EXERCISE DETAILS →
The answer should contain all of the records below, each one copied word for word.

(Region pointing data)
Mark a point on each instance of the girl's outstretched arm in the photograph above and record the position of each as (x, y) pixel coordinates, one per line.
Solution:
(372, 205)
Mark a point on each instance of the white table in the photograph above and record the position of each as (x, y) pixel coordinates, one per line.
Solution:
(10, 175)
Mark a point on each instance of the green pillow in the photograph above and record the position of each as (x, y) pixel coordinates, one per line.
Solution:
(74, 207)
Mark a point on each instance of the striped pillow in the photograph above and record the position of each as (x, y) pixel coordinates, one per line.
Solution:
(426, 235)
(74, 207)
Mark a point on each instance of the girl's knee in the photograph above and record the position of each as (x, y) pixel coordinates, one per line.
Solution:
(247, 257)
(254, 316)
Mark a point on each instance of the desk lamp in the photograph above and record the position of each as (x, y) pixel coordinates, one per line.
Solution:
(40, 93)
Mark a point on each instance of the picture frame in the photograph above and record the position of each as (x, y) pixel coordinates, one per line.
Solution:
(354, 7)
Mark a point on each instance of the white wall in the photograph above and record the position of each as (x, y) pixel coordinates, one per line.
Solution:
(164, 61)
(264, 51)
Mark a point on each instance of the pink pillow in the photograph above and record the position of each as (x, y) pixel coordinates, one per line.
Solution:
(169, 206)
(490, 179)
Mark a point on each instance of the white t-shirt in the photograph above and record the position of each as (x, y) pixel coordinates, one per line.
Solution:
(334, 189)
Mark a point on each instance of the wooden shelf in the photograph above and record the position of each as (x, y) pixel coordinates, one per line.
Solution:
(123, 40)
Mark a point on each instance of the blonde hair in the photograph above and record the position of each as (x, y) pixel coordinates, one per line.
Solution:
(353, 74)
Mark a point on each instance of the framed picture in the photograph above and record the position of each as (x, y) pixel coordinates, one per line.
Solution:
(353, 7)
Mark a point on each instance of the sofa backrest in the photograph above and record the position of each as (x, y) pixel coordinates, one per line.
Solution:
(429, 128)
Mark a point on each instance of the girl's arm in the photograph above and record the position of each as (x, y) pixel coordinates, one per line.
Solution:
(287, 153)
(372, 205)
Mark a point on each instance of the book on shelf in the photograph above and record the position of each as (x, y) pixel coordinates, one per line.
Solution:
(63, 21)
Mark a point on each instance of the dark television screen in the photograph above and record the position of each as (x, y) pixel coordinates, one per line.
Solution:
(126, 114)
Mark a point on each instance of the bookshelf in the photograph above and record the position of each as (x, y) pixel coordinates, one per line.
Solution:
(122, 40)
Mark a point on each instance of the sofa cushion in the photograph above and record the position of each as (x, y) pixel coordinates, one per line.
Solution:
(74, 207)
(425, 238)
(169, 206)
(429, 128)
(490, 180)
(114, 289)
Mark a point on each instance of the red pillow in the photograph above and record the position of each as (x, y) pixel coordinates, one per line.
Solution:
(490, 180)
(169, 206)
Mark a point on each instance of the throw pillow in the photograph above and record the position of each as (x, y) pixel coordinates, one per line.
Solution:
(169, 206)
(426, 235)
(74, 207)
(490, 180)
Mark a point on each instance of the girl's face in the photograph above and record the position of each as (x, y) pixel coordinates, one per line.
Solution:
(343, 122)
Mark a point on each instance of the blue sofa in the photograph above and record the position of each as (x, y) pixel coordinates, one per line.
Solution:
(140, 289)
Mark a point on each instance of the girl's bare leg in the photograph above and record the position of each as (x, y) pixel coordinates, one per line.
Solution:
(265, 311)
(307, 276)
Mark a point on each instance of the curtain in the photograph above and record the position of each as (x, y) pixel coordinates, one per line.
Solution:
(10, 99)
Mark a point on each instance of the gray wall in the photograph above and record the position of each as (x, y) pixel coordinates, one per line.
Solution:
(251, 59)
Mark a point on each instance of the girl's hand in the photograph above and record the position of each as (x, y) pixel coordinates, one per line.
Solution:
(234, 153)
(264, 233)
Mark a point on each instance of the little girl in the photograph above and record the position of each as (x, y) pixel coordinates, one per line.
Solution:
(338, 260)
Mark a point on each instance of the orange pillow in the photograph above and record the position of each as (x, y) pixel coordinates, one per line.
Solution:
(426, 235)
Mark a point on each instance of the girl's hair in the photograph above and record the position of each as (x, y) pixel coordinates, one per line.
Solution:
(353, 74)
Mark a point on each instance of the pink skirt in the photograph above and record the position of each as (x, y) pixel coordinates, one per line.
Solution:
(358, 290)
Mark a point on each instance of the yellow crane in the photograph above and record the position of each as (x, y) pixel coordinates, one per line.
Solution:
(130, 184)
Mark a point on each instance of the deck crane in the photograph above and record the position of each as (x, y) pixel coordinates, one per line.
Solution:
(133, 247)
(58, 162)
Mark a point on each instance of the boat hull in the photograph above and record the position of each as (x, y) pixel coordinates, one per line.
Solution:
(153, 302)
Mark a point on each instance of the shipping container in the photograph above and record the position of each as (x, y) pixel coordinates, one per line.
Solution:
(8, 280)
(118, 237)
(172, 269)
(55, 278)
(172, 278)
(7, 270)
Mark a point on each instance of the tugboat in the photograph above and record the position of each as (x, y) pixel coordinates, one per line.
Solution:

RESPONSE FOR THIS EXERCISE →
Mark a point on each instance of the girl's outstretched arm in the photograph above and record the position of each as (x, y) pixel coordinates, one per line.
Solution:
(372, 205)
Mark a point on each instance of the white table in the photograph above and record the position of each as (x, y) pixel coordinates, one per line.
Solution:
(10, 175)
Mark a point on each instance of the green pillow in the photograph above and record the position of each as (x, y) pixel coordinates, one per line.
Solution:
(74, 207)
Mark a point on each instance of the striped pillow in the photograph above and record the position of each as (x, y) pixel coordinates, one per line.
Solution:
(426, 235)
(74, 207)
Mark a point on each instance of the girl's knee in the photograph above and record the position of each as (x, y) pixel coordinates, one per line.
Solution:
(247, 257)
(254, 316)
Mark a point on each instance of the desk lamp in the photograph above and record the position of each as (x, y) pixel coordinates, one per line.
Solution:
(40, 93)
Mark a point on each instance of the picture frame in the photograph above and record the position of each as (x, y) pixel coordinates, one per line.
Solution:
(354, 7)
Mark a point on each instance of the white wall in the photograph above and record the position of each as (x, y) pixel coordinates, one per line.
Solution:
(164, 61)
(264, 51)
Mark a point on each instance of the pink pillow in the photograph above and record the position of each as (x, y) pixel coordinates, one per line.
Solution:
(169, 206)
(490, 179)
Mark a point on each instance of the white t-shirt in the photograph above and record the position of each as (x, y) pixel coordinates, one per line.
Solution:
(334, 189)
Mark a point on each instance of the wooden shelf in the photograph above and record the position of each as (x, y) pixel coordinates, one per line.
Solution:
(123, 40)
Mark a point on each instance of the blonde hair in the photograph above and record the position of each as (x, y) pixel coordinates, one per line.
Solution:
(353, 74)
Mark a point on each instance of the framed picture in the photograph above and record the position of each as (x, y) pixel coordinates, one per line.
Solution:
(353, 7)
Mark a point on each instance of the sofa backrest in the photograph above and record the position of each as (x, y) pixel coordinates, one per line.
Solution:
(429, 128)
Mark a point on each instance of the girl's arm in the photograph above and record the position of each as (x, y) pixel coordinates, one per line.
Solution:
(287, 153)
(372, 205)
Mark a point on each instance of the book on shelf in the photograph above and record the position of each as (x, y) pixel coordinates, one per line.
Solution:
(63, 21)
Mark a point on each instance of the dark television screen in the photograph above and record the position of each as (x, y) pixel coordinates, one per line.
Solution:
(126, 114)
Mark a point on each instance of the bookshelf in the photograph above and record the position of each as (x, y) pixel coordinates, one per line.
Solution:
(122, 40)
Mark a point on each instance of the sofa cushion in the photograph above and record the position of each as (x, y) pixel coordinates, one per line.
Solution:
(74, 207)
(425, 238)
(169, 206)
(429, 128)
(490, 180)
(114, 289)
Mark a point on each instance of the red pillow in the photograph above and record the position of each as (x, y) pixel coordinates, one per line.
Solution:
(490, 180)
(169, 206)
Mark a point on each instance of the throw pillow in the photograph above and record the position of each as (x, y) pixel coordinates, one per line.
Solution:
(169, 206)
(426, 235)
(74, 207)
(490, 180)
Mark a point on each instance of the girl's face in the photograph above and record the position of each as (x, y) pixel coordinates, one per line.
Solution:
(343, 122)
Mark a point on each instance of the blue sofa in the photograph above and record the position of each as (x, y) pixel coordinates, one per line.
Solution:
(140, 289)
Mark a point on each instance of the girl's bare leg in the photograph above and record the position of each as (x, y) pixel coordinates, one per line.
Solution:
(265, 311)
(307, 276)
Mark a point on each instance of the curtain in the photograph above and record the position of each as (x, y) pixel coordinates, one per line.
Solution:
(10, 99)
Mark a point on each instance of the gray wall in the photograph above and record the position of each as (x, y) pixel coordinates, one per line.
Solution:
(251, 59)
Mark a point on each instance of the girl's hand in the photograph above and record the position of each as (x, y) pixel coordinates, one per line.
Solution:
(234, 153)
(264, 233)
Mark a point on each instance of the little girl in the photograph above and record the position of each as (x, y) pixel coordinates, one per line.
Solution:
(338, 260)
Mark a point on each instance of the orange pillow in the photograph above and record the position of each as (x, y) pixel coordinates, one per line.
Solution:
(426, 235)
Mark a point on each instance of the girl's hair in the photograph above and record the position of each as (x, y) pixel coordinates, one per line.
Solution:
(353, 74)
Mark a point on each instance of the pink skirt in the photograph above and record the position of each as (x, y) pixel coordinates, one per line.
Solution:
(358, 290)
Mark a point on each instance of the yellow crane in the photograph above and record the position of each as (x, y) pixel coordinates, one per line.
Solution:
(130, 184)
Mark a point on each instance of the deck crane in the photograph above and record the position of each as (x, y) pixel coordinates, one per line.
Solution:
(133, 247)
(58, 162)
Mark a point on each instance of the boat hull in the photograph above and record the position of each as (x, y) pixel coordinates, one per line.
Solution:
(153, 302)
Mark a point on each instance of the shipping container in the photograph above and record the position of each as (x, y) pixel coordinates, one per line.
Solution:
(8, 280)
(118, 237)
(172, 269)
(55, 278)
(172, 278)
(7, 270)
Mark a point on each instance of the tugboat in the photograph above and record the position of each as (x, y) pixel coordinates, one per line.
Solution:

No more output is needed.